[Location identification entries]
......

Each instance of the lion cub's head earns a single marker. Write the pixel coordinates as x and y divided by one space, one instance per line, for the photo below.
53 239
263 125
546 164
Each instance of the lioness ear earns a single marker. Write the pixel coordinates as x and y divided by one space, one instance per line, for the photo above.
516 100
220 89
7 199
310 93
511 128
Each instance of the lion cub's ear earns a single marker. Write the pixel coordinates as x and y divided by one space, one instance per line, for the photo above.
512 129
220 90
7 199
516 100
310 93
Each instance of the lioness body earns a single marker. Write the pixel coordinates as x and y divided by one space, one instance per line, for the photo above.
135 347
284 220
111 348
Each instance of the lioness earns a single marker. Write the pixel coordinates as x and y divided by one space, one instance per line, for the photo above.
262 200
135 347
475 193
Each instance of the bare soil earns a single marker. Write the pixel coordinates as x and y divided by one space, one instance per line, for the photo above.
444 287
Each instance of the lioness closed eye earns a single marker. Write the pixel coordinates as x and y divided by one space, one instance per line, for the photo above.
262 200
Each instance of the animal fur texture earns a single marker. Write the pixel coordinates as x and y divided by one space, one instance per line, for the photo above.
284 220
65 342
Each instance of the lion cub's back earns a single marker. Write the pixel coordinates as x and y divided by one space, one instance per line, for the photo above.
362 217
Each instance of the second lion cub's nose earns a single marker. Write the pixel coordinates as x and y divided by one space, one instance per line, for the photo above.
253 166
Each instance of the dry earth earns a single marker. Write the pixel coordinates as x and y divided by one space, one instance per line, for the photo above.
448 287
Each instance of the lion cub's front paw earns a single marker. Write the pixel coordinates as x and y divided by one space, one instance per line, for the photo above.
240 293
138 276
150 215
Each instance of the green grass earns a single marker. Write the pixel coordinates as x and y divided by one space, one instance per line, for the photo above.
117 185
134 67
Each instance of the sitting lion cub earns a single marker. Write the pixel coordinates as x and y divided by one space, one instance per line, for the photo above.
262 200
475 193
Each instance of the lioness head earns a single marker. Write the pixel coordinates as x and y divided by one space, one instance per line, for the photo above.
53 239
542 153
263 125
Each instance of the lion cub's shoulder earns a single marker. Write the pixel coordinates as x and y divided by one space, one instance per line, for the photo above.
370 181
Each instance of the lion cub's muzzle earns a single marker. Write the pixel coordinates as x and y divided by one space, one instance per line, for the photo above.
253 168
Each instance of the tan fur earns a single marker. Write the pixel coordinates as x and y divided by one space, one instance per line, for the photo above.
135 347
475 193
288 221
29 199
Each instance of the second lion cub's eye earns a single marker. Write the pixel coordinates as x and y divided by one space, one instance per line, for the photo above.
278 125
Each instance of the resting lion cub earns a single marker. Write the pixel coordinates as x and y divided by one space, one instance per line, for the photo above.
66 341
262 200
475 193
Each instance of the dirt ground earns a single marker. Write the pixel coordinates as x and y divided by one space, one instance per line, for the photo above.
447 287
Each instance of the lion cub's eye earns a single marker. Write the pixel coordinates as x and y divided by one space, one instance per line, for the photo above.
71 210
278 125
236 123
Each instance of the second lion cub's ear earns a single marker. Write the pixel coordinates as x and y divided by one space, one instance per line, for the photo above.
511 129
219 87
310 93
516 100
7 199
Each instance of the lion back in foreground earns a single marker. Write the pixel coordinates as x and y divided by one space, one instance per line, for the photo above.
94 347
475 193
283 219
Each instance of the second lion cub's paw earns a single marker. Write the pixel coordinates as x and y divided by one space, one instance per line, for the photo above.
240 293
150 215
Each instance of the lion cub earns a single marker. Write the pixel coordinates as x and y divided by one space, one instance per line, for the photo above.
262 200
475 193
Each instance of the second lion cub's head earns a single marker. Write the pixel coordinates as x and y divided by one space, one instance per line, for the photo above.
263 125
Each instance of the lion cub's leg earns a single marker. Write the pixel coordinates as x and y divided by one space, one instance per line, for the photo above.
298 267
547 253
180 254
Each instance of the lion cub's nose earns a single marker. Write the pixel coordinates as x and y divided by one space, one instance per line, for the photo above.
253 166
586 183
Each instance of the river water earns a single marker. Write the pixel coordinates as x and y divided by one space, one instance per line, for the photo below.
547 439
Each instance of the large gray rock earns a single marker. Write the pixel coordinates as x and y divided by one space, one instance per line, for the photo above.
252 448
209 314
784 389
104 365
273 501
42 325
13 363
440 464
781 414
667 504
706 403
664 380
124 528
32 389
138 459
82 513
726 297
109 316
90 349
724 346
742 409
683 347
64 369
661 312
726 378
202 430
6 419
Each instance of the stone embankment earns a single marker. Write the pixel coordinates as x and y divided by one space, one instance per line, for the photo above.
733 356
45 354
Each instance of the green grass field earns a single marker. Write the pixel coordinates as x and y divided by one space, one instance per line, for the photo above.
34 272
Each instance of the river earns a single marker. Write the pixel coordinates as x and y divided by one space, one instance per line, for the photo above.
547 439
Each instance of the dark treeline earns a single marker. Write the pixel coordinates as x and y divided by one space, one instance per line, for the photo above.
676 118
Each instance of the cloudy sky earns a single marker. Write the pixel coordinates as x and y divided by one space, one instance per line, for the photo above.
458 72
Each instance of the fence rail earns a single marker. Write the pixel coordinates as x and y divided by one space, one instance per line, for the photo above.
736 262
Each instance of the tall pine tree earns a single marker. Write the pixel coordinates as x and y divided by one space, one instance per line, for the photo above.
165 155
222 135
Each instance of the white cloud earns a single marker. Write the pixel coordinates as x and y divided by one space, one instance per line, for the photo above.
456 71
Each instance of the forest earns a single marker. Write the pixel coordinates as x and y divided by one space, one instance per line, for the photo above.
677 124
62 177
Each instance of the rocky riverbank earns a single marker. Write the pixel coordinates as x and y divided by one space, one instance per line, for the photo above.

......

● TASK DETAILS: Reproduce the records above exactly.

● WRITTEN RESPONSE:
Each instance of the lion cub's head earns a single marker. Write the pixel coordinates as x and y divided by one space, one instance per line, for the photo below.
53 239
263 125
546 164
Each instance of the lioness ear earns a single marker. Write the pixel coordinates as x and y divided by one space, one instance per line, for the photo above.
516 100
220 89
7 199
310 93
511 128
Each instance of the lion cub's ear earns a single marker. Write the pixel coordinates as x and y divided by one space, one instance per line, for the photo above.
512 129
220 90
7 199
516 100
310 93
Each instance of the lioness body earns a single marker. Write the pixel coordinates as x and y divided by one space, one instance per line, for the photo above.
135 347
284 220
111 348
Each instance of the lioness earns a single marker. Write the pixel coordinates as x and y divided by one space, one instance per line, for the photo above.
262 200
135 347
475 193
Each instance of the bare soil earns a single marker. Write the pixel coordinates as x and y divided by one space, one instance per line, for the photo above.
444 287
Each instance of the lioness closed eye earns a single marker. Write the pixel coordinates as x and y divided by one space, one instance per line, for the photo above.
262 200
Each instance of the animal fur texture earns a single marker. Write the pixel coordinates as x and y divided by one space, one instance per line, for the photo above.
284 220
65 342
Each instance of the lion cub's back earns a single marker. Write the pixel coordinates as x and y divided by one space, one instance per line, for the photo above.
362 217
Each instance of the second lion cub's nose earns a single marker. Write the pixel coordinates as x and y divided by one space, one instance per line, for the photo above.
253 166
Each instance of the dry earth earns a single marker. Write the pixel coordinates as x and y divided by one space, one instance per line, for the photo above.
448 287
Each instance of the lion cub's front paw earns a single marker. Write the pixel coordinates as x and y divided by one space, one instance per line, for the photo above.
240 293
138 276
150 215
Each instance of the green grass earns a single marker. Write the pixel coordinates as x and y divided by one space, one instance per line, for the photo above.
117 185
134 67
Each instance of the sitting lion cub earns a single marker. Write the pixel coordinates as x and y divided by one space, one instance per line, for the photo above.
262 200
475 193
Each instance of the lioness head earns a single marker. Write the pixel coordinates as x and y divided by one space, one instance per line, for the photo above.
53 239
542 153
263 125
Each instance of the lion cub's shoulder earns a single marker. Write the pixel coordinates as x and y divided by one space, one instance per line, for the photo above.
370 181
Each instance of the lion cub's muzzle earns a single marker. Write the pixel coordinates as x and y divided by one space, one instance per line, for the photo above.
253 168
Each instance of the tan fur earns a single marker. Write the pixel coordinates as x and y divided by one space, one instance per line, for the photo above.
135 347
475 193
288 221
29 199
Each instance of the second lion cub's eye earns a single marker. Write the pixel coordinates as x and y divided by one space, one instance per line, for the photo above.
278 125
Each instance of the resting lion cub earns a single marker. Write the pixel coordinates as x and y divided by one space, one instance per line, for the photo above.
66 341
262 200
475 193
Each instance of the dirt ground earns a single marker. Write the pixel coordinates as x and y divided by one space, one instance per line, for the photo above.
447 287
Each instance of the lion cub's eye earns a single marker. Write the pixel coordinates as x and y divided by one space, one instance per line, for the photo above.
71 210
278 125
236 123
Each instance of the second lion cub's ear earns a single marker. Write the pixel coordinates as x and y divided by one space, one instance per line, for the photo above.
511 129
219 87
310 93
516 100
7 199
Each instance of the lion back in foreground earns a single marker. Write the pixel coordinates as x and y divided by one space, one instance per line, for the photo above.
94 347
475 193
283 219
Each instance of the second lion cub's paw earns a single marker. Write the pixel coordinates as x and y divided by one space, one instance per line, for the photo above.
240 293
150 215
Each instance of the lion cub earns a single marker. Write the pixel coordinates as x and y divided by one space, one instance per line, for the photo above.
262 200
475 193
Each instance of the second lion cub's head earns a single marker. Write the pixel coordinates as x and y divided by one space, one instance per line, for the photo above.
263 125
Each instance of the lion cub's leg earns a single marker. Write the pixel coordinates as x and y divided by one space, one instance per line, for the photo above.
298 267
547 253
180 254
Each instance of the lion cub's nose earns a single marker. Write the pixel coordinates as x and y divided by one space, one instance per line, for the photo above.
253 166
586 183
Each instance of the river water earns a single marker. Write the pixel coordinates as x and y divided by one space, one instance per line, for the photo below.
547 439
Each instance of the large gray rock earns a single marker. Write the pixel coordinates as x and y divided by one space, one instance per line, for the photo above.
252 448
209 314
784 389
104 365
273 501
42 325
13 363
440 464
781 414
667 504
706 403
664 380
124 528
32 389
138 459
82 513
726 297
109 316
90 349
724 346
742 409
683 347
64 369
661 312
726 378
202 430
6 419
Each instance of the stone embankment earns a single marker. Write the pixel coordinates as x and y divided by one space, one instance per line, for the photo above.
733 356
45 354
Each instance of the green grass field earns a single marker. Write the pixel coordinates as x and y divided by one space, one instance per line, for the photo above.
34 272
Each instance of the river earns a single marker. Write the pixel coordinates as x and y divided by one space, one instance per line, for the photo above.
547 439
Each instance of the dark treeline earns a single marker. Write the pixel coordinates as x and y divided by one space, one instance per line, for the photo above.
676 118
Each instance of the cloudy sky earns a single marker. Write the pixel coordinates as x and y divided by one space, one instance per line, for the photo above.
458 72
Each instance of the fence rail earns a single marker. Write the pixel coordinates as x and y divided by one space, one instance per line, for the photo above.
736 262
Each instance of the tall pine tree earns a single marker. Write the pixel coordinates as x and y divided by one space, one instance per line, for the photo above.
165 155
222 135
Each instance of the white cloud earns a single marker. Write the pixel coordinates as x and y divided by one space, one instance per line, for the photo above.
456 71
Each instance of the forest earns a single marker. Write the pixel coordinates as x and y divided by one space, one instance per line, for the photo above.
677 124
62 177
Each instance of the rocky riverbank earns a single marker. Write the pixel coordinates as x and y divided by one space, one instance per line, for the photo above.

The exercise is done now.